[Excerpt]
********
Fatty Arbuckle and the Start of the Me Too Movement
By | June 30, 2018

Long before Harvey Weinstein and Bill Cosby started groping young Hollywood starlets, there was Fatty Arbuckle. In the early 1920s, Arbuckle was a big star…literally and figuratively. He topped the scales at more than 260 pounds and embraces the stage name “Fatty” as a replacement for his given name, Roscoe. And, he was Hollywood’s first actor to earn more than one million dollars. Like Weinstein and Cosby after him, Arbuckle’s fall from grace was the result of inappropriate sexual relations with an up-and-coming Hollywood actress. Or was it? Was Arbuckle simply an innocent man who was in the wrong place at the wrong time?

Bootlegged Booze and Beautiful Babes
Fatty Arbuckle liked his alcohol, even during Prohibition. The silent film star was a frequent guest at Hollywood parties where bootlegs liquor flowed freely. On Labor Day weekend in 1921, Arbuckle, enjoying a break from filming, was living large at the swanky St. Francis Hotel in San Francisco. Also in attendance was a 30-year old beauty named Virginia Rappe, an aspiring actress. As the evening went by, Arbuckle and Rappe went alone to one of the hotel’s rooms, Room 1219. Moments later, Rappe screamed.

What Happened in Room 1219?
Hearing Rappe’s screams, other party guests ran to Room 1219. Rappe was lying on the bed, doubled over in pain, and Arbuckle was standing over her. Although Rappe was fully clothed, the couple was in a hotel room unchaperoned, so everyone turned an accusing eye to Arbuckle. The rotund star explained that the drunken Rappe had passed out in the bathroom. Arbuckle claimed he merely carried her to the bed where she came to, writhing and flailing, and fell off the bed. Rappe then whispered, “He did this to me.” The incriminating words would come back to haunt him.

Rape, Alcohol Poisoning, or Something More?
Arbuckle and the other partygoers assumed Rappe needed to sleep off the effects of the alcohol, but the next day, her condition had worsened. She was overcome with abdominal pain. When she was still sick three days later, her friend, Bambina Maude Delmont, took Rappe to the hospital where she told the doctors Arbuckle had raped her. Soon, Rappe was dead and everyone was left with unanswered questions.
Despite Delmont’s insistence that Arbuckle had raped Rappe, the medical examination showed no evidence of sexual assault. It was determined that Rappe suffered from chronic cystitis, a condition affecting the bladder, and that the cause of death was perforated bladder. Not satisfied with the doctor’s findings, Delmont claimed that the obese Arbuckle had crushed the petite Rappe during a wild sex romp, rupturing her delicate bladder under his immense weight.
********
[Required tasks]
(a) Print the stretch of the article on Fatty Arbuckle from "Arbuckle and the other" through "his immense weight.".
(b) Which people does the article on Fatty Arbuckle name by name? List every one.
(c) Does each statement agree with the article on Fatty Arbuckle? Answer yes or no for each, and quote the words that decide it.
(i) The Labor Day weekend gathering was held at the St. Francis Hotel in San Francisco.
(ii) The medical examination found evidence of sexual assault.
(iii) Virginia Rappe was 25 years old.
You won't need the source data for any of this.

[Source data]
********
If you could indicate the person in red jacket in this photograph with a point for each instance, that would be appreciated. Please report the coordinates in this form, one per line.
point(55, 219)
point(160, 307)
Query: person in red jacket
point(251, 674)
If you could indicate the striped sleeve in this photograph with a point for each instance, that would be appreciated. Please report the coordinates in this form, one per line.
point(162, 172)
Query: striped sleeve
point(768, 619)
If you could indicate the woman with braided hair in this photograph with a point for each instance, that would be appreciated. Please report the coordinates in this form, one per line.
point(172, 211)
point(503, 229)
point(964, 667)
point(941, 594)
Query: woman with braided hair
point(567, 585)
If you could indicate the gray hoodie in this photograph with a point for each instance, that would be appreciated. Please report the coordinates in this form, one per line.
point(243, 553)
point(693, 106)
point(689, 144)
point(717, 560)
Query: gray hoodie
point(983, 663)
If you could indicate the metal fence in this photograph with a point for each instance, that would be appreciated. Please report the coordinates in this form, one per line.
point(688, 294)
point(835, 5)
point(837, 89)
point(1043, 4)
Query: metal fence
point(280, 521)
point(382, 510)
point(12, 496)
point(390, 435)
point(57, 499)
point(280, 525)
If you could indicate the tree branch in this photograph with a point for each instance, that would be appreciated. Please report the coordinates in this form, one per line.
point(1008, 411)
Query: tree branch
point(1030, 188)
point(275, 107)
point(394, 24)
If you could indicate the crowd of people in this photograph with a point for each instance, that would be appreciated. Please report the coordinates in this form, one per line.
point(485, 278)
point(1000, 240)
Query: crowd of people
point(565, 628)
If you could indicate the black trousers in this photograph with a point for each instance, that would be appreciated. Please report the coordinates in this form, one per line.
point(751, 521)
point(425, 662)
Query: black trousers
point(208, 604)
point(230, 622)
********
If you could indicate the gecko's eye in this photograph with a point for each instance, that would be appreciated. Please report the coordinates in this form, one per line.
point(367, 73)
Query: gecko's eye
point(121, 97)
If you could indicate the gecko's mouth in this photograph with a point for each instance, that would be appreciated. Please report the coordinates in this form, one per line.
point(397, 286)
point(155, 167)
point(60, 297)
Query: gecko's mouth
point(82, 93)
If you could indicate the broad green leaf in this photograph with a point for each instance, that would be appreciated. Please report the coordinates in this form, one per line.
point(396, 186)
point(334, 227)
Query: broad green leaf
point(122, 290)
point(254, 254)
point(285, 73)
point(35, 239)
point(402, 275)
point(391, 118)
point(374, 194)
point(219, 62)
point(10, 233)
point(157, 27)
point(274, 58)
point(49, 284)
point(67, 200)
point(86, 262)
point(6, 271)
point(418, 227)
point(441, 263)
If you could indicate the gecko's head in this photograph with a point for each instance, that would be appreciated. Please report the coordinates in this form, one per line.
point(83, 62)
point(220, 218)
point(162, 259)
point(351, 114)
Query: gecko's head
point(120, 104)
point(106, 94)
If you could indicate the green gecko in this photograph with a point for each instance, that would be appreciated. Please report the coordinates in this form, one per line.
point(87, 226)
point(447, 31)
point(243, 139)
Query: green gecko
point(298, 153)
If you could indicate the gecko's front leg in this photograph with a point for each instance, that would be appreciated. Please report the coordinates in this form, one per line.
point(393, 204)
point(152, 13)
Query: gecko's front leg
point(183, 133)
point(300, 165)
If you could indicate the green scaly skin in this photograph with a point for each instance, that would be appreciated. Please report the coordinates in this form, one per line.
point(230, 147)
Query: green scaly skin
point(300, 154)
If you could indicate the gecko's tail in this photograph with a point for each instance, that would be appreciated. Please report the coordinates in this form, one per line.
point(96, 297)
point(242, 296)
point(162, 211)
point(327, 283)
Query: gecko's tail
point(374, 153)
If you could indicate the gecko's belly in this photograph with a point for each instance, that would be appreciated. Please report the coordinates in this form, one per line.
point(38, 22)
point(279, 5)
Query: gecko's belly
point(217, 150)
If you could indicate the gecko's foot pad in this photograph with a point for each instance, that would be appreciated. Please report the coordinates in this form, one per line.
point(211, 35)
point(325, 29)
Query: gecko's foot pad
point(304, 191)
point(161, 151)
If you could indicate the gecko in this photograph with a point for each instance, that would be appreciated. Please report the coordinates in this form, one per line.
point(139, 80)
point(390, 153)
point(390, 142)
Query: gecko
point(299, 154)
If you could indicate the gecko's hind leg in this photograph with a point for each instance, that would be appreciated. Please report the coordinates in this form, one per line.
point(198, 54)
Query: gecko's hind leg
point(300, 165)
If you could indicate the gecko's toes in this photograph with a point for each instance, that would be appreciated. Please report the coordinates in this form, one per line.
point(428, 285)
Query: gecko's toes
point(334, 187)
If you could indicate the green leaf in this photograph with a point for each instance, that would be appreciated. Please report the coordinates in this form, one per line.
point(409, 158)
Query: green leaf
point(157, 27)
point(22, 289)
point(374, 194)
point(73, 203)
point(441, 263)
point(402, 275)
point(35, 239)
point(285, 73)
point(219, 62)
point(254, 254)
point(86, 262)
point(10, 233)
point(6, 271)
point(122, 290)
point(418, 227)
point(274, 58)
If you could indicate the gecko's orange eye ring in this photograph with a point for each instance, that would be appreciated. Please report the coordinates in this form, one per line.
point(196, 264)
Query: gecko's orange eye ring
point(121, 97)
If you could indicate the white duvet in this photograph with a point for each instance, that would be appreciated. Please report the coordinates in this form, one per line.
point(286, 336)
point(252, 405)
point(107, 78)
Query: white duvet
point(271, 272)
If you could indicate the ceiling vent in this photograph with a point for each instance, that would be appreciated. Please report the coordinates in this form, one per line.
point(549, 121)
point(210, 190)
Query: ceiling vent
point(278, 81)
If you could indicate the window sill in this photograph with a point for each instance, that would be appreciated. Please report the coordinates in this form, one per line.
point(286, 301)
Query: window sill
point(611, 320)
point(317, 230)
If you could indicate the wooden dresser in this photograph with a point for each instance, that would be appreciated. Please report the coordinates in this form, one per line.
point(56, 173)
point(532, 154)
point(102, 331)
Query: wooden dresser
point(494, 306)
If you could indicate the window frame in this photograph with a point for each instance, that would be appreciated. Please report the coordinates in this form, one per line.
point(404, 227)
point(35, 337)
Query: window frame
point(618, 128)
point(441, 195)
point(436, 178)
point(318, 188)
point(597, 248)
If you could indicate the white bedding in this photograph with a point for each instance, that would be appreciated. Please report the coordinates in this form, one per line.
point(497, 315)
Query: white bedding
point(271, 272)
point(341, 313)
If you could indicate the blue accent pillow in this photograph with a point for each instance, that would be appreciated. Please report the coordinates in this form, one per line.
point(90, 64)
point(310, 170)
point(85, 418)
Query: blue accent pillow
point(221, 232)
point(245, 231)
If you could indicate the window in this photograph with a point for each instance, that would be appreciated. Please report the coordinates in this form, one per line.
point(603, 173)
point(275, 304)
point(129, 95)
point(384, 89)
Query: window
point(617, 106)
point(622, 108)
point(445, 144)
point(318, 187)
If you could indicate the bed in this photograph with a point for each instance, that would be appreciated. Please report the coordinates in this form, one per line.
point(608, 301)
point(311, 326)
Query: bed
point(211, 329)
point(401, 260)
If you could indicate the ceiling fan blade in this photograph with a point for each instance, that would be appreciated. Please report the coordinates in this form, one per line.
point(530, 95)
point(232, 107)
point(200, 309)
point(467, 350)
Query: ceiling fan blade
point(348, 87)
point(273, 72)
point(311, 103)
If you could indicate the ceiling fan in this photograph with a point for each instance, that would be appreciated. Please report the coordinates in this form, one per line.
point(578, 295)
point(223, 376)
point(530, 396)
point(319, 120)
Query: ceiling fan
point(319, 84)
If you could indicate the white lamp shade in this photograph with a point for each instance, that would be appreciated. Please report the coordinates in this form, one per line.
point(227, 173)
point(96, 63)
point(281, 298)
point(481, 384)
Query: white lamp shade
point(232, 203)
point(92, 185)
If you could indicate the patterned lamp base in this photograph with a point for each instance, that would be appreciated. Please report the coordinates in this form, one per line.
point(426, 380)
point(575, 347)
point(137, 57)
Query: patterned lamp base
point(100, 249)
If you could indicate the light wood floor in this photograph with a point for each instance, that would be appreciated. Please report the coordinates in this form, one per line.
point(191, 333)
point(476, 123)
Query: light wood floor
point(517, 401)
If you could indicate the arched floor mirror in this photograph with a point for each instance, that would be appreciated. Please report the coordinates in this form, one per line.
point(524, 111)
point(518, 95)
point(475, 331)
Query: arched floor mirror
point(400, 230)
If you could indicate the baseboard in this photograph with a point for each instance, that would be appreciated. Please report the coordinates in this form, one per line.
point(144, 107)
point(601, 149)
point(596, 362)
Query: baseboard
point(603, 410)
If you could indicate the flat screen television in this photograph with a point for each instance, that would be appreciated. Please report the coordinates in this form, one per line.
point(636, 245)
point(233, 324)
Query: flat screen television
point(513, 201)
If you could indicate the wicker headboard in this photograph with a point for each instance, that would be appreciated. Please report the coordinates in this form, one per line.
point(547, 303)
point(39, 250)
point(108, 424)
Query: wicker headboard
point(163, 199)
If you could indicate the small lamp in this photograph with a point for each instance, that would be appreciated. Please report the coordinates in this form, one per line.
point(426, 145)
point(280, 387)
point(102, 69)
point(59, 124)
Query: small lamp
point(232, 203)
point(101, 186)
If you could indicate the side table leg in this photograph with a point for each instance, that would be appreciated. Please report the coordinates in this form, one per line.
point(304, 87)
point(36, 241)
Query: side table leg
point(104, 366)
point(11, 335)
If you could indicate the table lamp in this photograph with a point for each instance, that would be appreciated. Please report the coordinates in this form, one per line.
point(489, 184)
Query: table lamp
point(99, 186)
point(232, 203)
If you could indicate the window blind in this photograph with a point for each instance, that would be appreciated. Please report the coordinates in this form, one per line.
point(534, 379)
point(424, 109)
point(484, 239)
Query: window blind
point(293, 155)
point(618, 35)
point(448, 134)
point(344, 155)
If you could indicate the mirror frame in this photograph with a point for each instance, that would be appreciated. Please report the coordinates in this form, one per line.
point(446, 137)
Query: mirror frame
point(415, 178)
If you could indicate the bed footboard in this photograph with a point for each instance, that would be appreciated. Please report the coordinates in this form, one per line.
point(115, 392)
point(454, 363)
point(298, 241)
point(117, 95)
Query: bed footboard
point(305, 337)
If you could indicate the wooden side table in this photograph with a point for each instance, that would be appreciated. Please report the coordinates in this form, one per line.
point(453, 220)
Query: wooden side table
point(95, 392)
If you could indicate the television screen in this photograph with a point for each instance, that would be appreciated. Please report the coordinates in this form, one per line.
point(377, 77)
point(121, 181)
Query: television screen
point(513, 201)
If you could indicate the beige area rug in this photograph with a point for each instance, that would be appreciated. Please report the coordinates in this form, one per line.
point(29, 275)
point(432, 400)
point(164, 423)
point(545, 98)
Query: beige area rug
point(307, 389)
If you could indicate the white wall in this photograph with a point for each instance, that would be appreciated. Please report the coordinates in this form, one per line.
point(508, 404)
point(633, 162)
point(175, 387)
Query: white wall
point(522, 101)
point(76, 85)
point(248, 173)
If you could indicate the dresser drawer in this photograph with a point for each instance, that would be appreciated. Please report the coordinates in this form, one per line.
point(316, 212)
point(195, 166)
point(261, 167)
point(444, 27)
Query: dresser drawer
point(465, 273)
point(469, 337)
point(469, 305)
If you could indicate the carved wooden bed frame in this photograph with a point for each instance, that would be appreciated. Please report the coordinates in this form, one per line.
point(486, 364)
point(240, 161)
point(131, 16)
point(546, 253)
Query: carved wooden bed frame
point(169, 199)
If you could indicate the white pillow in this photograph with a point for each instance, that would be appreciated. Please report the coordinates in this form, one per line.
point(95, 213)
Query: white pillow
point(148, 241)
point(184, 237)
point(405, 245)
********
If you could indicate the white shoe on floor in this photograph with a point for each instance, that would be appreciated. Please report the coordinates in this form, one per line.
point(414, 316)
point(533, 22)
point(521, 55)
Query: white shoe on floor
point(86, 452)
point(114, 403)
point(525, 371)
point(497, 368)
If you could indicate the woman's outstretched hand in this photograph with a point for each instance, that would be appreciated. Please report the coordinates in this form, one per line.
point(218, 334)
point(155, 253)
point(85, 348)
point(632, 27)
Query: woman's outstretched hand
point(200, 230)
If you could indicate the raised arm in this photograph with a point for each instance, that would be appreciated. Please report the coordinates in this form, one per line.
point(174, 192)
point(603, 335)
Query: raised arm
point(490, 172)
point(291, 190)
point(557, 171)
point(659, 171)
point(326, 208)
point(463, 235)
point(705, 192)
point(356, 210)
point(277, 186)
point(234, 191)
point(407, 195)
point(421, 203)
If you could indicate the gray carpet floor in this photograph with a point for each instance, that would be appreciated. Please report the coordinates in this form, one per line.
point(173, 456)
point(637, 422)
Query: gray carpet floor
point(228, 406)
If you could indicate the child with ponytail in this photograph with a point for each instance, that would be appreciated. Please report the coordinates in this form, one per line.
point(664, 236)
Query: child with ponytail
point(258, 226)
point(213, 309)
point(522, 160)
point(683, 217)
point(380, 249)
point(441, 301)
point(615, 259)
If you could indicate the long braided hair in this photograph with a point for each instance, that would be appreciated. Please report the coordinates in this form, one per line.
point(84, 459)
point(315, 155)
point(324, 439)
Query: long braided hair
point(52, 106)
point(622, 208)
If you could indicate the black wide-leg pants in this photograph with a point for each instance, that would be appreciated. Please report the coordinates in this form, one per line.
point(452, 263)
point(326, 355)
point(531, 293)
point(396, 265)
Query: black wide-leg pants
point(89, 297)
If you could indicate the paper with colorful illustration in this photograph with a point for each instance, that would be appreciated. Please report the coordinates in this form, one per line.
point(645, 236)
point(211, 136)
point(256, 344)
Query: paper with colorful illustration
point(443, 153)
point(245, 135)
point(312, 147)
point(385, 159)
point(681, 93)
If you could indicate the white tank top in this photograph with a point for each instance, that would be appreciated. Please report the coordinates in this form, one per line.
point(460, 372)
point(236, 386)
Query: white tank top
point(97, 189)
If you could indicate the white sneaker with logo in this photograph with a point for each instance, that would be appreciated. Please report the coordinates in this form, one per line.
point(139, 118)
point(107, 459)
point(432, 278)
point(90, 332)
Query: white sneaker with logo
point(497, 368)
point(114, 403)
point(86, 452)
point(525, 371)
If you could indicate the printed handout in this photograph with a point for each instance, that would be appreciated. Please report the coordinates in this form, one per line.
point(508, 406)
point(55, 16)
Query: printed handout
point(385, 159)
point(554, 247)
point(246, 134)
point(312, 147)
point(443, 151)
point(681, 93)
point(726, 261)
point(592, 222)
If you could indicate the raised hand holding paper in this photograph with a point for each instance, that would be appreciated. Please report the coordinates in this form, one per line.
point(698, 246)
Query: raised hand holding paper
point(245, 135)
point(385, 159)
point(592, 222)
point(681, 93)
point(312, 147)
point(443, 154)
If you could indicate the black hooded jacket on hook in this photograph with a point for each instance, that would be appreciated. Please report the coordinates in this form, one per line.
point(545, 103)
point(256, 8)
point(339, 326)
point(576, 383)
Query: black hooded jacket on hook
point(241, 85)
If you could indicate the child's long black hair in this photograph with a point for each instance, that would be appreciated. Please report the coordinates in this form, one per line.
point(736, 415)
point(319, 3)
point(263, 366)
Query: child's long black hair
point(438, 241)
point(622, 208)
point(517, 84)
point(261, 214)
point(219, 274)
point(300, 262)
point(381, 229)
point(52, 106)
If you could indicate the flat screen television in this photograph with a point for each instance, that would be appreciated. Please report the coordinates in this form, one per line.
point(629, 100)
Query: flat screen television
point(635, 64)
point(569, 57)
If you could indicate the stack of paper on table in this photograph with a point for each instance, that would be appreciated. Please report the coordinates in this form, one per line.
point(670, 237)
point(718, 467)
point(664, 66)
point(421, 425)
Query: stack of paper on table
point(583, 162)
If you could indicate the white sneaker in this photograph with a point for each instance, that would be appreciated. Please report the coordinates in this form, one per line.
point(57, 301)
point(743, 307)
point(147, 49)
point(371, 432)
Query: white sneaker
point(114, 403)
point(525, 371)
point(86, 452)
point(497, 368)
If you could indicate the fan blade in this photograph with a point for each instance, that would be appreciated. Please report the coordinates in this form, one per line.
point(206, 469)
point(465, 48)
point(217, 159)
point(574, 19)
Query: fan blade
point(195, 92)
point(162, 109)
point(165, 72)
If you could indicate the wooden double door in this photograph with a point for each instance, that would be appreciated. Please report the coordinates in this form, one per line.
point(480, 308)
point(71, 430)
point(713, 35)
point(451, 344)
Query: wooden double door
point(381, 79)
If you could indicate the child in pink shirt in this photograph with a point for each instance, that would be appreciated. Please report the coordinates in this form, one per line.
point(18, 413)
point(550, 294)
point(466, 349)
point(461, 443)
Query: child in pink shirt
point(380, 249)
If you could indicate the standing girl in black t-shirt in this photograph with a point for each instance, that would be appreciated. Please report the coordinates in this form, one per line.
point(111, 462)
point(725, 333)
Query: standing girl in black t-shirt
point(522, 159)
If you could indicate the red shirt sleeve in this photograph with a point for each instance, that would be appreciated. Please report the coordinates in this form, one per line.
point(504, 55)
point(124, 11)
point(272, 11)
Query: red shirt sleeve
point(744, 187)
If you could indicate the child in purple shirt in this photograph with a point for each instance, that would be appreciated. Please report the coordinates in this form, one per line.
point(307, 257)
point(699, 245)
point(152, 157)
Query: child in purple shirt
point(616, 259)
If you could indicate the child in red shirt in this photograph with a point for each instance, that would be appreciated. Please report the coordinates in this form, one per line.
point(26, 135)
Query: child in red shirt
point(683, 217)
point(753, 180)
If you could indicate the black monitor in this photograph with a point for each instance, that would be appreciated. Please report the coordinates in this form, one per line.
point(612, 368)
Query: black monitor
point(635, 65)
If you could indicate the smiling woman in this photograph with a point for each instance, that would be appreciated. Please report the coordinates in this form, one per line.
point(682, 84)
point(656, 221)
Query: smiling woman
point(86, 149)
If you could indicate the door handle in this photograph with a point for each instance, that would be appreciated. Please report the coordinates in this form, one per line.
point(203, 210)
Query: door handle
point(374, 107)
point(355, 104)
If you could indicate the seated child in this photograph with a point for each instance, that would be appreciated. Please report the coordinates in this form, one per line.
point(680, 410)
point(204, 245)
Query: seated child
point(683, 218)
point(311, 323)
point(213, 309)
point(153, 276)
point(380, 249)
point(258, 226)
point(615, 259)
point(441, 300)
********
[Task-by-task outputs]
(a)
Arbuckle and the other partygoers assumed Rappe needed to sleep off the effects of the alcohol, but the next day, her condition had worsened. She was overcome with abdominal pain. When she was still sick three days later, her friend, Bambina Maude Delmont, took Rappe to the hospital where she told the doctors Arbuckle had raped her. Soon, Rappe was dead and everyone was left with unanswered questions.
Despite Delmont’s insistence that Arbuckle had raped Rappe, the medical examination showed no evidence of sexual assault. It was determined that Rappe suffered from chronic cystitis, a condition affecting the bladder, and that the cause of death was perforated bladder. Not satisfied with the doctor’s findings, Delmont claimed that the obese Arbuckle had crushed the petite Rappe during a wild sex romp, rupturing her delicate bladder under his immense weight.

(b) Harvey Weinstein, Bill Cosby, Fatty Arbuckle, Virginia Rappe, Bambina Maude Delmont

(c)
(i) Yes: "living large at the swanky St. Francis Hotel in San Francisco"
(ii) No: "the medical examination showed no evidence of sexual assault"
(iii) No: "a 30-year old beauty named Virginia Rappe"